DIRECTIONS FOR THIS TASK
Reproduce word for word the part of the text below on the Popa botnet that opens with the words containing "Official Responses and" and closes with "to prevent misuse.".

TEXT PASSAGE
Official Responses and Denials
In response to inquiries regarding the findings, Moishi Kramer stated that Ninjatech ceased operations five years ago when it sold the Popa SDK. Kramer maintains that the software was designed for bandwidth sharing with user consent and that the original developer has no control over how third parties have rebranded or deployed the code today.
"I didn’t register the June 2025 domains you mention, and I don’t know who did," Kramer said. "I have no control over, or visibility into, that infrastructure."
Alarum Technologies, the parent company of NetNut, issued a robust denial, labeling the reports from Synthient and Qurium as containing "demonstrably inaccurate assertions and flawed deductions." The company stated that their SDKs are designed for "lawful and responsible" bandwidth-sharing and that they perform "know your customer" (KYC) checks to prevent misuse.
However, independent research from the proxy-tracking firm Spur contradicts this claim. According to Spur, NetNut does not require meaningful corporate verification, allowing individuals to purchase access to residential IP pools using little more than a burner email address and cryptocurrency. "The ‘verified corporations only’ claim is simply marketing," Spur concluded.

Implications: The AI Scraping Economy
The rise of the Popa botnet is inextricably linked to the global gold rush for AI training data. Modern AI models, including large language models (LLMs), require continuous, mass-scale harvesting of text, images, and video.
Websites frequently block requests originating from data centers to prevent automated scraping. By routing this activity through residential IP addresses—like those of a TV box in a living room—scraping bots can bypass these protections, appearing as legitimate home internet users.

Dataset excerpts
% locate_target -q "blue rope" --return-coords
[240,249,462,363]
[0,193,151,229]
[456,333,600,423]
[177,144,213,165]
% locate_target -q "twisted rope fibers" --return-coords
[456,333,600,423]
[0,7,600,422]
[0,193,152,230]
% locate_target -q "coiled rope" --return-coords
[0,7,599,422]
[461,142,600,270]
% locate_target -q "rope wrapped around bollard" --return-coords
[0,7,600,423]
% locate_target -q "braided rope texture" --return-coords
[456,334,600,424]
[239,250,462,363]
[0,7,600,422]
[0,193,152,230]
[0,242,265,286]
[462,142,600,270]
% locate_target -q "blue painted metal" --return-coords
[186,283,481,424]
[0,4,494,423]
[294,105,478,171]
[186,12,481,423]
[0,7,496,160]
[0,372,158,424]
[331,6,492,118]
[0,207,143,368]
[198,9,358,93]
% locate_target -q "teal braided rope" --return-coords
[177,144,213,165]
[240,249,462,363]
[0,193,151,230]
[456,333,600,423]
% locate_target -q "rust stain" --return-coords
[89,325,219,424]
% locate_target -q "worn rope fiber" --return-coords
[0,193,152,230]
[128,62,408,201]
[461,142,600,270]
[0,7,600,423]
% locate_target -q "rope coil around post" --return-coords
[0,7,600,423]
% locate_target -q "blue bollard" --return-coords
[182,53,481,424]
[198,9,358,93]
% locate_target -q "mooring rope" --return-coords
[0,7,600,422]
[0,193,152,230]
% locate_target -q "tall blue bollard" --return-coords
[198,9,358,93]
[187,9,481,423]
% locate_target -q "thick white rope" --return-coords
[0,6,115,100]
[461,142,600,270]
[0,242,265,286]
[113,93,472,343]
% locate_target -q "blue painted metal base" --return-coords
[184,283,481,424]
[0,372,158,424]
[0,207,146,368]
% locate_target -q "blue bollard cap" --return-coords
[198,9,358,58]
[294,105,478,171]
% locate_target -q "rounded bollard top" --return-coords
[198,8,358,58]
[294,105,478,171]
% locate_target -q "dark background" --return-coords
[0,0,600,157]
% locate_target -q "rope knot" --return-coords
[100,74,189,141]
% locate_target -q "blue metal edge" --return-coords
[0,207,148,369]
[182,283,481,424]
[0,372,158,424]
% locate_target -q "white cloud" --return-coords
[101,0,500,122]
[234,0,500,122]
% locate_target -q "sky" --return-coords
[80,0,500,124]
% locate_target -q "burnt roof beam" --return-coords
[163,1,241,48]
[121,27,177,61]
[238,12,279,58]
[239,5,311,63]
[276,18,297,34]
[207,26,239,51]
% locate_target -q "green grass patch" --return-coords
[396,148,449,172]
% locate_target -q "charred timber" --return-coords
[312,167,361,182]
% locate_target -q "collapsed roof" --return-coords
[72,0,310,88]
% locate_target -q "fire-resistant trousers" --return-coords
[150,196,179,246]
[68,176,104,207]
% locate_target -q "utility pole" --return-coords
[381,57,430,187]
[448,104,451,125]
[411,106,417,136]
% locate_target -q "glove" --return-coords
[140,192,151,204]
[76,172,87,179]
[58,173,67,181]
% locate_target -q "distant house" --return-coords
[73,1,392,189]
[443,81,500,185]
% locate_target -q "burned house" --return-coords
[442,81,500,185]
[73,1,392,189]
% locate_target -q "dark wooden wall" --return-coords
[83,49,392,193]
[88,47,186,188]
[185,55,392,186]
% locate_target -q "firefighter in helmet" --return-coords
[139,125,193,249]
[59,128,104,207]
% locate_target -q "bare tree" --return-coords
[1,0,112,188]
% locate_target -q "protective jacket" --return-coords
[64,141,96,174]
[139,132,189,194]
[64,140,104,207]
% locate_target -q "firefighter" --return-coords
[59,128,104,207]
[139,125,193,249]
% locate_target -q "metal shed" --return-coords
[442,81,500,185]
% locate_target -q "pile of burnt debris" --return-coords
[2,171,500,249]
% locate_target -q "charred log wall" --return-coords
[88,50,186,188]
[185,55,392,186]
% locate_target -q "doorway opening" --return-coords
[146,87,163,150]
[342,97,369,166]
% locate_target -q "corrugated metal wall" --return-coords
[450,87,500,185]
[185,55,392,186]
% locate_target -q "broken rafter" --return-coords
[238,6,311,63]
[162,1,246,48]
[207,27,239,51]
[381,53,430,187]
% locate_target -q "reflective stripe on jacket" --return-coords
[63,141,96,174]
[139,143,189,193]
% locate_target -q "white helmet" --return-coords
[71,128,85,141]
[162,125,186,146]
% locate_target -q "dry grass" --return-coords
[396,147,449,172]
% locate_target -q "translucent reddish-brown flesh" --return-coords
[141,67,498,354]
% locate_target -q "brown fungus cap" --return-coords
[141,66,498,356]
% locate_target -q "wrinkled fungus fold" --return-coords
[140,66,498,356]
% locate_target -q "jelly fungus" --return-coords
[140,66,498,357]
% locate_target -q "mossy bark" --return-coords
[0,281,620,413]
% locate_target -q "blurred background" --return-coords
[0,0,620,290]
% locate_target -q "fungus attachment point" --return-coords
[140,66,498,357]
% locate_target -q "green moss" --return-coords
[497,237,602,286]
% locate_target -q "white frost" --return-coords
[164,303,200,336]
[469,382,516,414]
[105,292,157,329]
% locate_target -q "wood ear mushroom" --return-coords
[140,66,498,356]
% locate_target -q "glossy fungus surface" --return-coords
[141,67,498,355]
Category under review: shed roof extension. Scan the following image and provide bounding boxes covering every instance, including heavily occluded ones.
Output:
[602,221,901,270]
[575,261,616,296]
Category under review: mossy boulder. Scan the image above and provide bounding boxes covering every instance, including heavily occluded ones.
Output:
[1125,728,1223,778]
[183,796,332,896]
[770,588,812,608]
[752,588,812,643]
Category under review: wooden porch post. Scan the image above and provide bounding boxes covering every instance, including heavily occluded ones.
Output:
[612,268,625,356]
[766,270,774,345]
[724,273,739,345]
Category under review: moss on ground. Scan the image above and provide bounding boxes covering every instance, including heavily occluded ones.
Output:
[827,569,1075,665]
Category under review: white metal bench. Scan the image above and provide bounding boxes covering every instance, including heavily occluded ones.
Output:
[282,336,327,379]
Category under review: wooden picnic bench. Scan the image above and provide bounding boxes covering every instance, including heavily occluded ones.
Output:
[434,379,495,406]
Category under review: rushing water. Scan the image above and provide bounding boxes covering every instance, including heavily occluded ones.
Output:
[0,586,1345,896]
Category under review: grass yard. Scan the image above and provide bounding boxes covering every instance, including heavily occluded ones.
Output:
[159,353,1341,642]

RESULT BELOW
Official Responses and Denials
In response to inquiries regarding the findings, Moishi Kramer stated that Ninjatech ceased operations five years ago when it sold the Popa SDK. Kramer maintains that the software was designed for bandwidth sharing with user consent and that the original developer has no control over how third parties have rebranded or deployed the code today.
"I didn’t register the June 2025 domains you mention, and I don’t know who did," Kramer said. "I have no control over, or visibility into, that infrastructure."
Alarum Technologies, the parent company of NetNut, issued a robust denial, labeling the reports from Synthient and Qurium as containing "demonstrably inaccurate assertions and flawed deductions." The company stated that their SDKs are designed for "lawful and responsible" bandwidth-sharing and that they perform "know your customer" (KYC) checks to prevent misuse.